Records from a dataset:
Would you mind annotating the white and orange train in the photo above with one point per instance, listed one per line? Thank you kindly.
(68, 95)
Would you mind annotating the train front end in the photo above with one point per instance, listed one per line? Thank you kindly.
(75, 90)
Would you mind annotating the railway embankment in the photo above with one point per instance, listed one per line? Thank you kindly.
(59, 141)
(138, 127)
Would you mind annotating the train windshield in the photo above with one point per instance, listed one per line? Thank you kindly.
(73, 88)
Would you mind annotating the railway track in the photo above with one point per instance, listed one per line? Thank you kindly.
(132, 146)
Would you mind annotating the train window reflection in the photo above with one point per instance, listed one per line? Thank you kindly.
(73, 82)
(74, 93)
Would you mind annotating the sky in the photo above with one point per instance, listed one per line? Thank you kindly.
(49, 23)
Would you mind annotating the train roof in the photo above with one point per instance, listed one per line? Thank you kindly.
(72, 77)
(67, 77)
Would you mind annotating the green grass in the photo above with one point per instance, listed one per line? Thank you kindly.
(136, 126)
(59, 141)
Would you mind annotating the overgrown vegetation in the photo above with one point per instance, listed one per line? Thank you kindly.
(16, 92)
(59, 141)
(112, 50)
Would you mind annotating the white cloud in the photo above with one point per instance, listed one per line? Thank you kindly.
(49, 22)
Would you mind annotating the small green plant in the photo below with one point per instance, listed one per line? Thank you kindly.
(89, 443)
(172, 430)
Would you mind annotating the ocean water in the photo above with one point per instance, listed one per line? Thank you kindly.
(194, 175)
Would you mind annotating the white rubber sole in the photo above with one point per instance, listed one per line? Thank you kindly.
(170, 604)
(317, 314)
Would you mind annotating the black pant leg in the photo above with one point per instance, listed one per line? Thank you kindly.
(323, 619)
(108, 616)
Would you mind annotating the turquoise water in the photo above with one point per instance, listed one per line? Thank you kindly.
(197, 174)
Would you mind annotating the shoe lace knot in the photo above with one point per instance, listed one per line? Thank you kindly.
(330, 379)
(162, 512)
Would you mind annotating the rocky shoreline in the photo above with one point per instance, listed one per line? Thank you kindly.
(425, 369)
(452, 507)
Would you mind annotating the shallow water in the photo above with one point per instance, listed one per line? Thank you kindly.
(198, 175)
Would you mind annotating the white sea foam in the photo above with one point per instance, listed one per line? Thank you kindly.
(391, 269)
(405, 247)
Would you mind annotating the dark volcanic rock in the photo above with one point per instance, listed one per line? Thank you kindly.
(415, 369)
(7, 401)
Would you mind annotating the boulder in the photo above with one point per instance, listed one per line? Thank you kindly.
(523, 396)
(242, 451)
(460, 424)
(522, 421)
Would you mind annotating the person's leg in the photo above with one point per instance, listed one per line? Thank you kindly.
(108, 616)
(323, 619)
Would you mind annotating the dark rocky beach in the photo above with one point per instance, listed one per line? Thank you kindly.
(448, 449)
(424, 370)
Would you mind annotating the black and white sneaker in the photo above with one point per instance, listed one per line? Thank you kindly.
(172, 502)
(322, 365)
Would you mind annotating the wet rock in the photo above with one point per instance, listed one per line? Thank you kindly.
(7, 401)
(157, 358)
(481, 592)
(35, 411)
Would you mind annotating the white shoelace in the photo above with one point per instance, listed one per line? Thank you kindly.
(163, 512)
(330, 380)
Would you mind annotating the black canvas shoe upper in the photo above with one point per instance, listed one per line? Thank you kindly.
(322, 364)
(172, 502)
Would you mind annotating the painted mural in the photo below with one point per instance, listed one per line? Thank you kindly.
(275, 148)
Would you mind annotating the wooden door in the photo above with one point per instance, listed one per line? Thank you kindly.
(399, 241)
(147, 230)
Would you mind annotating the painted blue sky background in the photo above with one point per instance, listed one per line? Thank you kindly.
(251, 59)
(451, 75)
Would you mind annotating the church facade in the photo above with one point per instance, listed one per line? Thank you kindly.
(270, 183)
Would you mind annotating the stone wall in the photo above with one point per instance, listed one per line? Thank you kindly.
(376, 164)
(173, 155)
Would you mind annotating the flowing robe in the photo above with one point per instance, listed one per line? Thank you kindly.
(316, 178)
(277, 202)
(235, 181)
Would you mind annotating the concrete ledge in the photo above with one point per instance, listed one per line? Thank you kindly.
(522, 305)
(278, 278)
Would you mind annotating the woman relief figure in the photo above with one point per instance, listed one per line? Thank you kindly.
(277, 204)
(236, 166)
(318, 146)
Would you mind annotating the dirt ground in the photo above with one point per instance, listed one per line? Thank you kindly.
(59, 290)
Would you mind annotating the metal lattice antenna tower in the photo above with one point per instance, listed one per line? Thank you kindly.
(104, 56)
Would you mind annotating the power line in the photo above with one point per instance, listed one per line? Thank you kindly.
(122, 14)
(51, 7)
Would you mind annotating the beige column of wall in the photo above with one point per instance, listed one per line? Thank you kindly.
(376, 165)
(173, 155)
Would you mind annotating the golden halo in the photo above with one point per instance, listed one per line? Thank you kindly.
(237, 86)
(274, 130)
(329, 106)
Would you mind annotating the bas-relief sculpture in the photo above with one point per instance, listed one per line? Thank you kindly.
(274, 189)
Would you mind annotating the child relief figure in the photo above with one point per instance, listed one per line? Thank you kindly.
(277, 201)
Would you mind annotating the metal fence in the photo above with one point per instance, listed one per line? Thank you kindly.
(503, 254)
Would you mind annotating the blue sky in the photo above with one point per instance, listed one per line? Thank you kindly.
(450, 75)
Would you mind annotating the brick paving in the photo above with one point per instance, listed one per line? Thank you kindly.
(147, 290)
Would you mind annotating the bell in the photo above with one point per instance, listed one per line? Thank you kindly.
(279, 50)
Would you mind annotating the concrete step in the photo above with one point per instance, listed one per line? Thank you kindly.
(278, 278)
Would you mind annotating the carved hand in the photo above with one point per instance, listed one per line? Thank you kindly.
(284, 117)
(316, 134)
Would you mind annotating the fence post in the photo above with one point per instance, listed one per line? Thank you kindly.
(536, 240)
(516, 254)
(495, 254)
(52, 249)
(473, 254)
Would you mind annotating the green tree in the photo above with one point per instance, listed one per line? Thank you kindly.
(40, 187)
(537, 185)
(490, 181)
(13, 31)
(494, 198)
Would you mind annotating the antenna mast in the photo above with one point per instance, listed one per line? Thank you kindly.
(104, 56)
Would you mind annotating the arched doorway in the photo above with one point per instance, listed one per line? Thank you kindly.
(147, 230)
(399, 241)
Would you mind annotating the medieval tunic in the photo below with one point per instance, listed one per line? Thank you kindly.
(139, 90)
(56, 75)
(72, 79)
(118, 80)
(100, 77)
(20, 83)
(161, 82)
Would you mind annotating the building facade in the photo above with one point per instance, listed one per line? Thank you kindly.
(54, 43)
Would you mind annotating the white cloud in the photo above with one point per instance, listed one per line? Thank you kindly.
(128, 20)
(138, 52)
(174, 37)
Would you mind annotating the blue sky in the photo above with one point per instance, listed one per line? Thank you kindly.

Task item = Reproduce the lines of the entries above exactly, but only from the line containing "Would you mind annotating the green tree" through the final line.

Response area =
Would you mind annotating the green tree in the photo above with one point per instance, listed one per line? Thank you kindly.
(40, 187)
(537, 185)
(490, 181)
(13, 31)
(494, 198)
Would you mind annotating the antenna mast in the photo above with one point per instance, listed one per line? Thank you kindly.
(104, 56)
Would you mind annotating the arched doorway in the photo above with one point per instance, listed one per line? Thank you kindly.
(147, 230)
(399, 241)
Would you mind annotating the medieval tunic in the photo below with one point per instance, listed one per line? Thank you kindly.
(139, 90)
(56, 75)
(72, 79)
(118, 80)
(100, 77)
(20, 83)
(161, 82)
Would you mind annotating the building facade in the photo above with one point per instance, listed one per line? Thank you kindly.
(54, 43)
Would you mind annotating the white cloud in the photo above with one point per instance, listed one per line? Thank you kindly.
(128, 20)
(138, 52)
(174, 37)
Would you mind annotating the blue sky in the photo above with one point per instance, listed one per line? Thank you kindly.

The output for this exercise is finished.